> **GIVEN REQUEST 1**: In the film review below, what publication is described as the original Heavy Metal?
> **GIVEN REQUEST 2**: Repeat word for word the portion of the film review that starts at "(I just rewatched" and ends at "outright cult status.".

> **SELECTED EXCERPT**:
# Film Review - The Fifth Element



## Steve Jordan (May 21, 2007)

*The Fifth Element* - a Luc Besson film (Bruce Willis, Gary Oldman, Milla Jovovich, Chris Tucker, Ian Holm)

(I just rewatched this the other day, and was surprised I did not see a review of it here.)

Luc Besson was clearly heavily influencd by sci-fi elements more common in Europe, as often depicted in publications like _Metal Hurlant_ (the original _Heavy Metal_), when crafting _The Fifth Element_.  The result is a sci-fi romp that stands apart from almost every American-made sci-fi film to date.  In the U.S., it just came and went, making little noise among critics or the public, but it is no less a great film, worthy of outright cult status.

The film tells the ages-spanning story of a universal evil on its way to Earth, and apparently capable of destroying All Universal Life from a single spot within an Egyptian temple (go figure).  The temple is apparently ready to defend Earth and All Life, but as World War II is imminent, the aliens who left the defensive weapon-- four powered stones, and a "Fifth Element"--decide the weapon is in danger, and must be removed and returned later... naturally, just before the evil returns to destroy All Life.

> **RAW RECORDS**:
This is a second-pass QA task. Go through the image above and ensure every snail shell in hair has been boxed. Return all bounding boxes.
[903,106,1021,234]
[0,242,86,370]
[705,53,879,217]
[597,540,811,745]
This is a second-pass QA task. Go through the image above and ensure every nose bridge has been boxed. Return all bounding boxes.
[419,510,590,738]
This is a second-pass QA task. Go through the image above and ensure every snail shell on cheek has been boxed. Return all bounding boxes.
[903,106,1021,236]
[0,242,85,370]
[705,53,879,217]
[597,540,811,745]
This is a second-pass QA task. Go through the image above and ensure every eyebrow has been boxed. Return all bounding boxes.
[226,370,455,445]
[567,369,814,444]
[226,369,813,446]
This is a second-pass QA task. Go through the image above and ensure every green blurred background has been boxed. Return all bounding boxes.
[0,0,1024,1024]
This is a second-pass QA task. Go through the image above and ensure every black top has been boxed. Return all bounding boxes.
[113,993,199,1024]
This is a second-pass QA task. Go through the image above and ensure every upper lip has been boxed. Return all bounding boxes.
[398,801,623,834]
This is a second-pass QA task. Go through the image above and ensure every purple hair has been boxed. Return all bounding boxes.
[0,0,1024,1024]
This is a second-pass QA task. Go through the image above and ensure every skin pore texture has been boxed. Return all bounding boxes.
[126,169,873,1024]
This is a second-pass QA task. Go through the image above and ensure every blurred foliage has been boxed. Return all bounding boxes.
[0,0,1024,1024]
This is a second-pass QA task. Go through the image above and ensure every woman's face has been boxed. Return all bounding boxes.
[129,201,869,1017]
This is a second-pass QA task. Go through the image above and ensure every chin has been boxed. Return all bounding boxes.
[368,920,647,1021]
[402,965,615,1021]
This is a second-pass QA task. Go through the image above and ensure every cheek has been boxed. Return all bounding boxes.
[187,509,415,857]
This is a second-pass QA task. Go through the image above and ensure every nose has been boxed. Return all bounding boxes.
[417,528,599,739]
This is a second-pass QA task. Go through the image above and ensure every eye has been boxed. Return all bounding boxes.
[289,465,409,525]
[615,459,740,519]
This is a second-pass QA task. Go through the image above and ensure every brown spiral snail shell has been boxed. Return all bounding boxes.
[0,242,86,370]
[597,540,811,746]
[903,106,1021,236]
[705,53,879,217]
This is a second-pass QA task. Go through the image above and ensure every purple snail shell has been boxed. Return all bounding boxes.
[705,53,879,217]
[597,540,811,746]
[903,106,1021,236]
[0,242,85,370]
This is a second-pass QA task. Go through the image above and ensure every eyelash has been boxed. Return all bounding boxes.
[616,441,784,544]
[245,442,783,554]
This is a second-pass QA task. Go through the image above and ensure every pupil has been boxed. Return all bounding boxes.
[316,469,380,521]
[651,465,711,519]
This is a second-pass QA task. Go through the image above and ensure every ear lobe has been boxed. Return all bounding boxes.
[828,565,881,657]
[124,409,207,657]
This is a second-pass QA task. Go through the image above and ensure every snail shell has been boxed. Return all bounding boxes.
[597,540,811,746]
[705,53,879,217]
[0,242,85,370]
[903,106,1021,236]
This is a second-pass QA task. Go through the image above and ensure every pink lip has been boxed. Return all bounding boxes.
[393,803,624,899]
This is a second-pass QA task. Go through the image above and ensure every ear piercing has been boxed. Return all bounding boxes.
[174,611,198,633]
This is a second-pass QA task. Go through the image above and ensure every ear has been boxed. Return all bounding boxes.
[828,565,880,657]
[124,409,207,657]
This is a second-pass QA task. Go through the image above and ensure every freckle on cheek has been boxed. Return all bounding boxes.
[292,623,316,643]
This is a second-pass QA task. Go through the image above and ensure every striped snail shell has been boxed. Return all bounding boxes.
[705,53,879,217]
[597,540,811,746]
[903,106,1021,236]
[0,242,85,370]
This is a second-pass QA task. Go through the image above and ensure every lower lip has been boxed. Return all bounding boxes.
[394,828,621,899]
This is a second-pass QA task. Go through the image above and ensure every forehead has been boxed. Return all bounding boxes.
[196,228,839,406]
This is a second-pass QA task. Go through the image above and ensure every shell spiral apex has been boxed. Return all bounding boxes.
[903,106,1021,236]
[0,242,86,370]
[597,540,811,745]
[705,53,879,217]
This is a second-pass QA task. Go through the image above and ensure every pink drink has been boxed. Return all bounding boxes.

> **FULL ANSWER 1**: Metal Hurlant

> **FULL ANSWER 2**:
(I just rewatched this the other day, and was surprised I did not see a review of it here.)

Luc Besson was clearly heavily influencd by sci-fi elements more common in Europe, as often depicted in publications like _Metal Hurlant_ (the original _Heavy Metal_), when crafting _The Fifth Element_.  The result is a sci-fi romp that stands apart from almost every American-made sci-fi film to date.  In the U.S., it just came and went, making little noise among critics or the public, but it is no less a great film, worthy of outright cult status.